EXERCISE TASK
Starting at the line that contains "Target: stacked stone veneer" and ending at the last line of the material, copy out every line and shift each x and y coordinate by adding 118 to it.

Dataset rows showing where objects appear
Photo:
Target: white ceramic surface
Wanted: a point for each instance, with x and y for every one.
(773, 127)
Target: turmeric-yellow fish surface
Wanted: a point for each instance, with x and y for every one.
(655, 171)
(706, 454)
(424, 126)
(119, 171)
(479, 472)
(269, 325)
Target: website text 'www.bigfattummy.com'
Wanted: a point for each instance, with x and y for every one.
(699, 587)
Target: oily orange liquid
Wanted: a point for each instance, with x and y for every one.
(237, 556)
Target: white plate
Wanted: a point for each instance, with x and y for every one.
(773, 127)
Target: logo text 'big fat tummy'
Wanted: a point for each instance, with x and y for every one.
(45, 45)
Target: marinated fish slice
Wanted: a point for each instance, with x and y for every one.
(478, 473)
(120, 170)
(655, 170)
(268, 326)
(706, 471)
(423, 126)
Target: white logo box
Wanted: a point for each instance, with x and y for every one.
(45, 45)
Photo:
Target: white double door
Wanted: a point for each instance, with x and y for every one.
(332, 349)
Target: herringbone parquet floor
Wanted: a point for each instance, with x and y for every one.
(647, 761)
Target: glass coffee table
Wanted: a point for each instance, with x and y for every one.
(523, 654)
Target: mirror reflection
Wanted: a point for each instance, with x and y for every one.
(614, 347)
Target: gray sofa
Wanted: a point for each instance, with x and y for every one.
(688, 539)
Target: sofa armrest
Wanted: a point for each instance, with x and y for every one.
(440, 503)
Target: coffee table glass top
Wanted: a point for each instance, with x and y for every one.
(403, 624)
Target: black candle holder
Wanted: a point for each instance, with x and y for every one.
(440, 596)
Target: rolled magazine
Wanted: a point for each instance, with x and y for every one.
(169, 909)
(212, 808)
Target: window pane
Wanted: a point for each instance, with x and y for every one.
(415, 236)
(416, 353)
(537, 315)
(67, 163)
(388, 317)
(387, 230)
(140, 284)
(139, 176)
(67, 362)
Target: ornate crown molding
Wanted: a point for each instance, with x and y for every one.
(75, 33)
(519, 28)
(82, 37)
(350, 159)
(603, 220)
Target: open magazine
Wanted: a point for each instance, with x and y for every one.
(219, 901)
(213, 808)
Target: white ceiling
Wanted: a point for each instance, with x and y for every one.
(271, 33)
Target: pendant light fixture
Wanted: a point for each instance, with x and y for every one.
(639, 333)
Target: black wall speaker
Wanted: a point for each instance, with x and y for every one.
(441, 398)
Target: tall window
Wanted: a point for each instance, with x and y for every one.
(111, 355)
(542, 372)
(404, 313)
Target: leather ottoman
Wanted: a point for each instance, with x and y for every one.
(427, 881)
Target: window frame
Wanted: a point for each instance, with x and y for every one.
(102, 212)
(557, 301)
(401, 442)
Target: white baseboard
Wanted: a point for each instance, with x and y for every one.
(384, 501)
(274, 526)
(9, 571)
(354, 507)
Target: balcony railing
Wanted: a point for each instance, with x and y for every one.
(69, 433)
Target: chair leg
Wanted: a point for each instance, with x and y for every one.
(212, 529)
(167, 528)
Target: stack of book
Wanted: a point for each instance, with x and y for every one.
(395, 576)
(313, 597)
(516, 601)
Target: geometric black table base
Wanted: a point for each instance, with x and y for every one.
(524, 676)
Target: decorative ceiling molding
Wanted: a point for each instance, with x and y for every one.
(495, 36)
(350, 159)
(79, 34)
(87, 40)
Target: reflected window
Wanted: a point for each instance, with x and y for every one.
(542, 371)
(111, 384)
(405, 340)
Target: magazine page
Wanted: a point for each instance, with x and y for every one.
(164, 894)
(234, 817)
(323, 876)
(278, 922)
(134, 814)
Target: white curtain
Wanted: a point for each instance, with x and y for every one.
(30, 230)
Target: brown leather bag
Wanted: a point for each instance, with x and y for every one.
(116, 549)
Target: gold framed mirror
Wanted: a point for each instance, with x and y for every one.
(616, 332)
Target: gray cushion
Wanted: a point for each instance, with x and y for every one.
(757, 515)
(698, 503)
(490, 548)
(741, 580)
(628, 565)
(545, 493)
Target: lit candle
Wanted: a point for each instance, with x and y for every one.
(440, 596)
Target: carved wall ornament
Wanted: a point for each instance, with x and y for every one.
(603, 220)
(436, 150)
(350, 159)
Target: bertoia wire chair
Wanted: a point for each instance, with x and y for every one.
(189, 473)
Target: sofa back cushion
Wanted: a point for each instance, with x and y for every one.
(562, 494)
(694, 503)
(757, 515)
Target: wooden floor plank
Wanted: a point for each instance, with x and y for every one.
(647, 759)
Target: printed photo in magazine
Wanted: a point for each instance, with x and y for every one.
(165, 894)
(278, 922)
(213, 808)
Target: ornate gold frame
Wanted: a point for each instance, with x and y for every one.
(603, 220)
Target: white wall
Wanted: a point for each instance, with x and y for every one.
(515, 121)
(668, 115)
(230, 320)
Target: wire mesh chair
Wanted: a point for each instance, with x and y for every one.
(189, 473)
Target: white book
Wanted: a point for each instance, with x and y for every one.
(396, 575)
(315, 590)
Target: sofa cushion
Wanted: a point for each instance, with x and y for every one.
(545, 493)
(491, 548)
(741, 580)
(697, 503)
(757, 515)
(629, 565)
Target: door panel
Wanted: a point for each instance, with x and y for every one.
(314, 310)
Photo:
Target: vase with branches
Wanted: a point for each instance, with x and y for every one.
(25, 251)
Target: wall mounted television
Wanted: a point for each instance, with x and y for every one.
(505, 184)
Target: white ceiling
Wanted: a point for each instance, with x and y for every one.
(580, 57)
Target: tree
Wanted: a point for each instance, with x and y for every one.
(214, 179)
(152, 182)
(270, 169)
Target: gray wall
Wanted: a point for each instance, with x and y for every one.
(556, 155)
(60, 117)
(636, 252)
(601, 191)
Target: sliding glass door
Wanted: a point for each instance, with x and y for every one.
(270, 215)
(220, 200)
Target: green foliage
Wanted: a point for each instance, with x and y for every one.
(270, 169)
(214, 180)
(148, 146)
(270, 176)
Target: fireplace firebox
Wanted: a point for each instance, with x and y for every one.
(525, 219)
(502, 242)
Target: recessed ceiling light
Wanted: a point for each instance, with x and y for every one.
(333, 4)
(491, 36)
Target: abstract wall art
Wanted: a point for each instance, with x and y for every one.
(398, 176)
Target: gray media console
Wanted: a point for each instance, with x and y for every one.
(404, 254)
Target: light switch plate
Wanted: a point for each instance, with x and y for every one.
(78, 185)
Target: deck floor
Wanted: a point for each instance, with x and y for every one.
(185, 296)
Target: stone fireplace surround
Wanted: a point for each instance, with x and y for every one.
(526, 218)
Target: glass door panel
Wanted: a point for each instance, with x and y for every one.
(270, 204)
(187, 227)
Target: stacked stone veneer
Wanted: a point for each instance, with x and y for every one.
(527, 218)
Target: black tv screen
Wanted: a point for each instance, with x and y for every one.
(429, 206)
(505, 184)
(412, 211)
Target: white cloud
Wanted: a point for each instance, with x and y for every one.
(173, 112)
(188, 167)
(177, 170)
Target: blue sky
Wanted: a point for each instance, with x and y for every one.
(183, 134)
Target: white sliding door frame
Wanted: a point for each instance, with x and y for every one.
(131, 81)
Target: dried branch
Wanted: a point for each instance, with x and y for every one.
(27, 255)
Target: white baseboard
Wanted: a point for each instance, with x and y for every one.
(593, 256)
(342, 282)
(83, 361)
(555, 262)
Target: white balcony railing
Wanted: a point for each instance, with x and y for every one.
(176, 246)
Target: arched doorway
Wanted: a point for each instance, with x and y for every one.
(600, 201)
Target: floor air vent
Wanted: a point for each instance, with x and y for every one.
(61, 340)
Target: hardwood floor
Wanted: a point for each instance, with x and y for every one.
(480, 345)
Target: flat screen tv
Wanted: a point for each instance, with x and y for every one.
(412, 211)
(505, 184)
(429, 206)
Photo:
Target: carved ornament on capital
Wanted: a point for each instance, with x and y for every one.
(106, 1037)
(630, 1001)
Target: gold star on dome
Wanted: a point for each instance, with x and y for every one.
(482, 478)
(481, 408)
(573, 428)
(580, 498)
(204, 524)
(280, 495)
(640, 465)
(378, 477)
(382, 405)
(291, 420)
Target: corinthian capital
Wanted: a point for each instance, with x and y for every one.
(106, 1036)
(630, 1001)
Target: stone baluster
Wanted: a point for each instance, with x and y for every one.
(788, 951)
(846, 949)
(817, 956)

SOLVED EXERCISE
Target: stacked stone veneer
Wanted: a point for each instance, with x and y for every one.
(645, 336)
Target: black tv screen
Wanted: a point for each instance, with x and y for every one.
(547, 324)
(623, 302)
(530, 329)
Target: white cloud
Wanted: a point for each instance, with x and y for every one.
(291, 230)
(306, 285)
(295, 288)
Target: blue sky
Wanted: a point for each instance, with x and y for every one.
(301, 252)
Target: white sliding door frame
Wanted: a point for each instance, with x and y for every one.
(249, 199)
Target: dried branch
Wanted: a point for each instance, with x and y for every one.
(145, 373)
Target: white baseboard
Wanted: a point for each instance, with x and y for every one.
(711, 374)
(460, 400)
(201, 479)
(673, 380)
Target: white balcony railing
Wanted: a point for each instance, with x and y for every one.
(294, 364)
Target: arched doorway
Wanted: a point for each instance, with x and y for every one.
(718, 319)
Target: floor air vent
Wanted: a point for each instance, with x and y for every one.
(179, 458)
Target: hardwood floor
Wanted: a point for each instance, with x and y for every one.
(598, 463)
Target: flat screen tv
Wanted: a point for each instance, with x and y for every one.
(530, 329)
(623, 302)
(547, 324)
Photo:
Target: carved ornament on capital
Wanted: a point for each instance, with x and y for every one.
(224, 1155)
(748, 1119)
Target: gold star on dome
Wanted: a point for each instance, with x and y for every one.
(600, 596)
(599, 526)
(691, 546)
(698, 616)
(322, 642)
(398, 613)
(758, 583)
(496, 595)
(500, 523)
(409, 538)
Target: corinthian capital
Wanted: a point for each instance, with x and y for every one.
(224, 1154)
(748, 1119)
Target: stone baluster
Wanted: a point for each instance, with x and y for every one.
(906, 1069)
(964, 1067)
(935, 1074)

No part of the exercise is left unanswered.